INPUT MATERIAL:
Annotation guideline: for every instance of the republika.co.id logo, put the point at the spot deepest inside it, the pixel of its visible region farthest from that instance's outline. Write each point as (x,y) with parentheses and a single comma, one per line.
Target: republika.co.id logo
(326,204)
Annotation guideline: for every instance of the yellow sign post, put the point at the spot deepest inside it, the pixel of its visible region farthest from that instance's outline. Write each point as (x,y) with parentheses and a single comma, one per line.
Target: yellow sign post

EXERCISE: Return every line of the listing above verbatim, with no alteration to wording, punctuation, or line order.

REPLY TO THE TASK:
Annotation guideline: for every instance of the republika.co.id logo, put the point at the spot deepest inside it, the pixel of its visible region farthest from that instance's outline. Write each point as (x,y) with parentheses and a single comma, one per line.
Target: republika.co.id logo
(326,204)
Annotation guideline: for every instance of the yellow sign post, put the point at the spot deepest inside it, the pixel of its visible region farthest from that instance's outline. Write each point as (x,y) with parentheses and a single comma, one per line.
Target: yellow sign post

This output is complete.